::: Task inputs :::

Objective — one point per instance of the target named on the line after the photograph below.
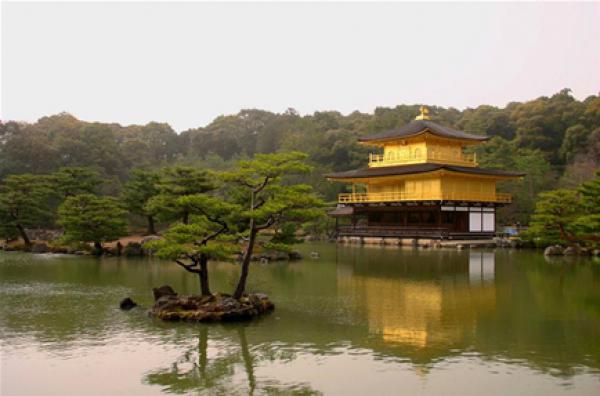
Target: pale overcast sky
(186, 63)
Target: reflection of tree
(195, 371)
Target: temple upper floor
(423, 149)
(422, 141)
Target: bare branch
(258, 205)
(188, 267)
(215, 234)
(262, 185)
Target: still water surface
(358, 320)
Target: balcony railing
(462, 159)
(406, 196)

:::

• Exercise directions
Print the entries above exactly, leaving pictures out.

• Response to the exercise
Objective — one point per instance of the target named on the line after the photograph below.
Target: pale overcast sky
(186, 63)
Target: reflection of tree
(195, 371)
Target: temple upper floor
(423, 149)
(422, 141)
Target: bare branch
(258, 205)
(188, 267)
(215, 234)
(262, 185)
Target: still water surface
(358, 320)
Target: balcony railing
(462, 159)
(406, 196)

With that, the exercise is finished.